Your tasks:
1. In the subduction zone stress text, what standard density was used for the topographic masses?
2. Pick up the subduction zone stress text after its final sentence and keep writing.

The effective friction coefficient $$\mu ^{\prime} ={\mu }_{0}\times \left(1-\lambda \right)$$, can be used to incorporate pore pressure into the Coulomb stress criterion, where $${\mu }_{0}$$ is a typical frictional sliding coefficient and the value of λ, so-called the pore pressure ratio, represents the degree to which pore pressure counteracts the total stress generated by the overburden stress. Considering the typical frictional sliding coefficient as 0.5 in southern Chile subduction zone69, we derived the pore pressure ratio of the two segments by the formula of $$\lambda =1-\mu ^{\prime} /{\mu }_{0}$$. Figure 4b shows the parameter space of λ of the two segments that allows the deep segment ruptures after a reasonable amount of time. For the deep segment, λ has to be >0.98 to permit its rupture after 56 years of loading. It is expected that in the shallow segment λ 0.95–0.96 in order to accumulate shear traction matching the stress drop of the 2016 event.

### Stress anomaly

To gain insight into the heterogeneity of the initial static stress distribution at the plate interface we make use of normal stress anomalies reported previously70. The anomaly is derived from vertical stress (lithostatic load) and then projected into the normal of the subduction interface. Since there is no external horizontal component involved, it is more exactly expressed as normal component of the vertical stress anomaly. Using a 3D density model further developed from the gravity forward modelling reported previously71, the vertical stress effects of density anomalies at the computation depth, that is the interface of the subducting plate in the 3D model, are incorporated into the model. Density anomalies are defined as bodies of a rock density that deviate from the standard three-layer reference model used during gravity forward modelling of the 3D density model. Isostatic or flexural effects are not considered. Topographic masses add to the vertical load and therefore we added the lithostatic stress effect of topographic masses by using ETOPO1 heights and a standard density of 2,670 kg m−3. The sum of the results in the vertical component is then projected into the interface normal. The static stress anomaly grid was computed on a ~3 minutes grid. For the 3D model, therefore, normal stresses are carefully calculated.

Raw records:
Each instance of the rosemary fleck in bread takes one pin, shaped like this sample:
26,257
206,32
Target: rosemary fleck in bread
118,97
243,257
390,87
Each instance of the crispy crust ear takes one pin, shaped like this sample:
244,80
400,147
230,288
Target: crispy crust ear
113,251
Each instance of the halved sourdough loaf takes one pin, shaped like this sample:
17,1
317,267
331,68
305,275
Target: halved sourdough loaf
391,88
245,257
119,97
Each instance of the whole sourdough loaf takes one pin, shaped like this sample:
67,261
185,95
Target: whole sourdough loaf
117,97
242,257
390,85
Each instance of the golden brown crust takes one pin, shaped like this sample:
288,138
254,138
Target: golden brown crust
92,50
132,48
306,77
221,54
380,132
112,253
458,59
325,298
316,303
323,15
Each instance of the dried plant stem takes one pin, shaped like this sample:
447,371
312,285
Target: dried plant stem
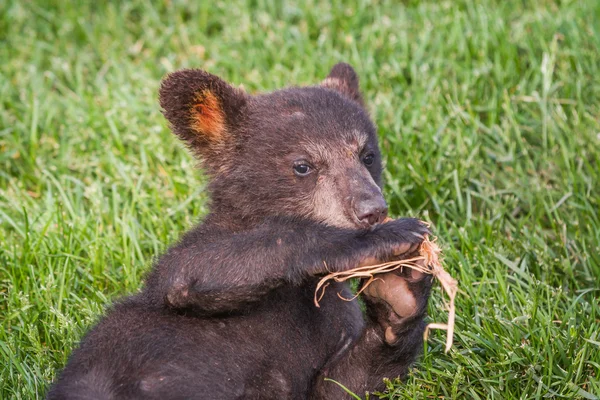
429,256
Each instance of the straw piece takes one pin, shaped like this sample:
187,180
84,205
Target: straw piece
429,255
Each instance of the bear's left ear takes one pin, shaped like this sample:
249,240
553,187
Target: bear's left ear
343,79
203,110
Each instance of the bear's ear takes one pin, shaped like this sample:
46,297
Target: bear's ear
343,79
203,110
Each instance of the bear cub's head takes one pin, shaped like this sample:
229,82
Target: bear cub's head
308,152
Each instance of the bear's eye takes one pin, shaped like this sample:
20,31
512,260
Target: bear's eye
302,169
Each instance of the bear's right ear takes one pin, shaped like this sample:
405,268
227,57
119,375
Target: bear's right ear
203,110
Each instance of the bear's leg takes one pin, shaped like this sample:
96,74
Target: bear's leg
396,306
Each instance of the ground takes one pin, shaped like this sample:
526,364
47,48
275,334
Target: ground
489,115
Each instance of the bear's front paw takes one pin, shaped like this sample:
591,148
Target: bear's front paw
397,301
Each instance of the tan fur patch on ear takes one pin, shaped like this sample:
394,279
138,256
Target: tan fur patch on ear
207,117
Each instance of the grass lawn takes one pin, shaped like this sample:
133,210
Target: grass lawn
489,115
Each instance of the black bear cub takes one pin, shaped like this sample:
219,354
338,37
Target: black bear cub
228,312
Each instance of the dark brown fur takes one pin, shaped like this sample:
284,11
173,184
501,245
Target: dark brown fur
228,313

Answers provided:
1. 2,670 kg m−3

2.
Our mechanical clamping models indicate that including the normal stress anomaly (due to density contrast in the forearc) (Supplementary Fig. 14), with a constant value for the effective friction coefficient, cannot produce the coupling pattern of the asperity (Supplementary Fig. 15) and therefore variations of effective friction along the plate interface are needed to clamp the fault.

### Code availability

Numerical simulations were calculated in Pylith65, which is available on the Computational Infrastructure for Geodynamics web site (https://geodynamics.org/cig/software/pylith/). Codes developed in this study to simulate stress build-up under interseismic loading are available from the corresponding author upon reasonable request. The GAMMA and SARScape software used to compute the interferograms can be accessed at www.gamma-rs.ch and www.sarmap.ch/page.php?page=sarscape, respectively.

### Data availability

The GPS data that support the findings of this study are available in the GNSS data repository of the Centro Sismologico Nacional, Chile (http://gps.csn.uchile.cl/data/). GPS data from stations GUAF and MELK (before 2016) are available from the corresponding author upon reasonable request. C-band Synthetic Aperture Radar imaging from the Sentinel mission is available from the Copernicus Open Access Hub (https://scihub.copernicus.eu). ALOS original data are copyright to the Japanese Aerospace Exploration Agency and are not publicly available.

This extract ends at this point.